** Document passage follows **

Announced in 2015, the freight facility was originally set to open last year, but now is expected to be fully operational by mid-2023.
Mr Digney said the delay was due to extended but necessary period of negotiation, following disruptions due to COVID-19, significant supply chain impacts, and inflationary pressures.
According to an October 5 report from the Northern Daily Leader, the project was held up due to contract negotiations between TFI and Qube.
The TFI site at Tamworth produces chilled lamb and mutton products.
Grain Central understands TFI has finalised a deal to rail freight chilled products in containers using the Qube-operated facility and infrastructure.
The facility could also provide Baiada improved access to canola meal and imported soybean meal via the Port of Newcastle.
On top of these current industries, Burke & Smythe managing director Gavin Knee, who is handling the listing of lots within the Global Gateway Park, said the project has already had positive interest from a wide range of agribusinesses.
“There is very strong interest from a good mix of industry and agricultural businesses,” Mr Knee said.

** End of Document passage **
** Information supplied follows **

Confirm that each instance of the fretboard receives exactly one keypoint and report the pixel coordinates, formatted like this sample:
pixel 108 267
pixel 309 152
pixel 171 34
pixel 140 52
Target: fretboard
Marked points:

** End of Information supplied **

=== Exercise tasks ===
**A)** Translate this sentence from the freight facility article into Spanish: "The TFI site at Tamworth produces chilled lamb and mutton products."
**B)** In the freight facility article, rewrite the paragraph beginning "On top of these current industries" as a shorter version that keeps its main facts.

=== Response list ===
**A)** La planta de TFI en Tamworth produce productos refrigerados de cordero y carnero.

**B)** Besides current industries, the project has already drawn positive interest from many agribusinesses, according to Gavin Knee, Burke & Smythe managing director, who is handling the listing of lots within the Global Gateway Park.